PROBLEM REQUIREMENTS:
Print the data below exactly, but only the lines from the one containing "positive clicks: (52, 66)" down to the one containing "box: [105, 69, 123, 75]", inclusive.

TASK INPUT:

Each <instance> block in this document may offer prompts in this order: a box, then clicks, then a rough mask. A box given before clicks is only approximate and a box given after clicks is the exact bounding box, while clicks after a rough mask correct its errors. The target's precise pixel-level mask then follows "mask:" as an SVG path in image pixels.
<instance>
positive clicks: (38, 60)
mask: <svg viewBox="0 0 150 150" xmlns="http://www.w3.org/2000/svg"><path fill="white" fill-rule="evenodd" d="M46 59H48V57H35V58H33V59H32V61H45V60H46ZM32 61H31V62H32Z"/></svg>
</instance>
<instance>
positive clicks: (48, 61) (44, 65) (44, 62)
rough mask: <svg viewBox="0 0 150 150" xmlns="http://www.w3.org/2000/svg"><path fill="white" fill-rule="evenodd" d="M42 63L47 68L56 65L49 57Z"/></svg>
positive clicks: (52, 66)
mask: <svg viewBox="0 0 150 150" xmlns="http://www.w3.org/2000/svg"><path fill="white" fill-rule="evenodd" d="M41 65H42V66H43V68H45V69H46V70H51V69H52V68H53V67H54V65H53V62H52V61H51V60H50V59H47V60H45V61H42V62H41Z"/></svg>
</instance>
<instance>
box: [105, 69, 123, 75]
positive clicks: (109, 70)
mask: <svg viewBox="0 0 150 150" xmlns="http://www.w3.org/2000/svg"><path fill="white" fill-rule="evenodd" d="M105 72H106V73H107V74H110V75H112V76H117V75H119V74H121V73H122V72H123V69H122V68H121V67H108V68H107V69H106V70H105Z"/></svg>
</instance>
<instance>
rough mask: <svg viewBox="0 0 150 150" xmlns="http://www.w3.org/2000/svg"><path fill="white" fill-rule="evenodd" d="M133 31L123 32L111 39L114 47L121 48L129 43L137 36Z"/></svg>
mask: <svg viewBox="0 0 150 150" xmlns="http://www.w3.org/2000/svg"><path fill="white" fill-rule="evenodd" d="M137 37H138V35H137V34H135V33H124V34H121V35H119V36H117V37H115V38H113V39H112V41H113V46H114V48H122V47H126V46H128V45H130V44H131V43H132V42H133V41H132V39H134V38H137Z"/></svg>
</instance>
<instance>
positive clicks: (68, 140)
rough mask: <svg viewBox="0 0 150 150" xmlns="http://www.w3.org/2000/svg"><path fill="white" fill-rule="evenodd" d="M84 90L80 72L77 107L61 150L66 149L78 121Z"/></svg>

EXERCISE OUTPUT:
positive clicks: (52, 66)
mask: <svg viewBox="0 0 150 150" xmlns="http://www.w3.org/2000/svg"><path fill="white" fill-rule="evenodd" d="M41 65H42V66H43V68H45V69H46V70H51V69H52V68H53V67H54V65H53V62H52V61H51V60H50V59H47V60H45V61H42V62H41Z"/></svg>
</instance>
<instance>
box: [105, 69, 123, 75]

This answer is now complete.